Required work
Convert the lines of the entries below into a Markdown table with the columns Row and Line. Start at the line that contains "Audit check: the orange", end at the final line of the entries, and leave out blank lines.
'''
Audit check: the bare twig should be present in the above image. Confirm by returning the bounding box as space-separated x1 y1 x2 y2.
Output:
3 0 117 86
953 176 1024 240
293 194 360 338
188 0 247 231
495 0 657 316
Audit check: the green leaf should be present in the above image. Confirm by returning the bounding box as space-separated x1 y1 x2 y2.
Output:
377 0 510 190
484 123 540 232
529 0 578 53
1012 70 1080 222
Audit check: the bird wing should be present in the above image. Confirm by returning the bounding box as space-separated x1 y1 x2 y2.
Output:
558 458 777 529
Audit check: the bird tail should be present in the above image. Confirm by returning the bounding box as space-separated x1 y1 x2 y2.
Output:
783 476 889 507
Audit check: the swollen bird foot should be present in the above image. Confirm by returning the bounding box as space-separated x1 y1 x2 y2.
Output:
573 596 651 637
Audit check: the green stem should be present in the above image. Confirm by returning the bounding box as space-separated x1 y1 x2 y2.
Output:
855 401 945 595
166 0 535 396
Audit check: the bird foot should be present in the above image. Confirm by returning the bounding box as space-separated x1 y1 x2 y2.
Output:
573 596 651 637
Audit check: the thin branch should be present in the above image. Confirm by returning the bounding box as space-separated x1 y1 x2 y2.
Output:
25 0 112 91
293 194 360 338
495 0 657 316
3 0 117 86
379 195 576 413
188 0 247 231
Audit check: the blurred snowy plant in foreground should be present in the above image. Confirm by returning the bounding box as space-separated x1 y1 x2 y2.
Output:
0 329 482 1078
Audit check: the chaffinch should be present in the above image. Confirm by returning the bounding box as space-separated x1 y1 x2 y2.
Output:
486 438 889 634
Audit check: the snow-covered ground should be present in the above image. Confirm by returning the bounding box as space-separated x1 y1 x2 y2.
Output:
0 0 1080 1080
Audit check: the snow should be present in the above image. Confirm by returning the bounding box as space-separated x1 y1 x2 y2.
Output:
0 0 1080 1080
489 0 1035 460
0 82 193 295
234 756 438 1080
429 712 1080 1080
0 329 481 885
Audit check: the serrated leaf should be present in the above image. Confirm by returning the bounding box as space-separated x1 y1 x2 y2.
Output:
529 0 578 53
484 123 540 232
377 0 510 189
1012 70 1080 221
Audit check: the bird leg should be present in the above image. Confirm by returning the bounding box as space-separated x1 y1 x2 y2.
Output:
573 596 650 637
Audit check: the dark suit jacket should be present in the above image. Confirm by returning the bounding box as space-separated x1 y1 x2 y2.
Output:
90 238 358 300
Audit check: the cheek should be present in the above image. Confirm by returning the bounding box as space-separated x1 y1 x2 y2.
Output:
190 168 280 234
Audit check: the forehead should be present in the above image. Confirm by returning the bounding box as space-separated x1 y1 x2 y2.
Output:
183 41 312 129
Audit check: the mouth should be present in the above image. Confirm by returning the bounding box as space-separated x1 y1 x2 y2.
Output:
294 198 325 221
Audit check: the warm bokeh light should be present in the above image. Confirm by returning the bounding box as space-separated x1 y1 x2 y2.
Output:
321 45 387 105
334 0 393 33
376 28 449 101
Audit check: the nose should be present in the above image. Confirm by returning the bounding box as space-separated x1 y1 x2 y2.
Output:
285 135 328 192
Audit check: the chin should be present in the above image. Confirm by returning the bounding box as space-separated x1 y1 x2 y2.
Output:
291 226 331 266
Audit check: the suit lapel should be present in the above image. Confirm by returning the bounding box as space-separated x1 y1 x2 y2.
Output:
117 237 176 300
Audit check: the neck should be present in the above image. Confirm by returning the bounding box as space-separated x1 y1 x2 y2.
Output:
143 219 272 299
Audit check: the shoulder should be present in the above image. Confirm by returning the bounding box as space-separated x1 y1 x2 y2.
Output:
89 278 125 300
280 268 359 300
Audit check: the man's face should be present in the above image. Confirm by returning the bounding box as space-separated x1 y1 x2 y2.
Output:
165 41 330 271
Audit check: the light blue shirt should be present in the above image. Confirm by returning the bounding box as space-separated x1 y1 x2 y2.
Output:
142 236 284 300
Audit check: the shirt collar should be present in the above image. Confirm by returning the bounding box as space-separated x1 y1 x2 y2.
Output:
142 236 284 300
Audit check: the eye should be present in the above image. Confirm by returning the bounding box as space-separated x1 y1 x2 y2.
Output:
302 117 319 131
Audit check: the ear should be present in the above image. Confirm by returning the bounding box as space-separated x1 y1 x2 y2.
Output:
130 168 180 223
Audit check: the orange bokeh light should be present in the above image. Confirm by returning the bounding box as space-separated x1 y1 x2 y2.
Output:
'''
Output for this exercise
| Row | Line |
|---|---|
| 1 | Audit check: the orange bokeh light should be present in the above image. Confirm by returning the bounding box as space-separated x1 y1 x2 y2. |
| 2 | Output: |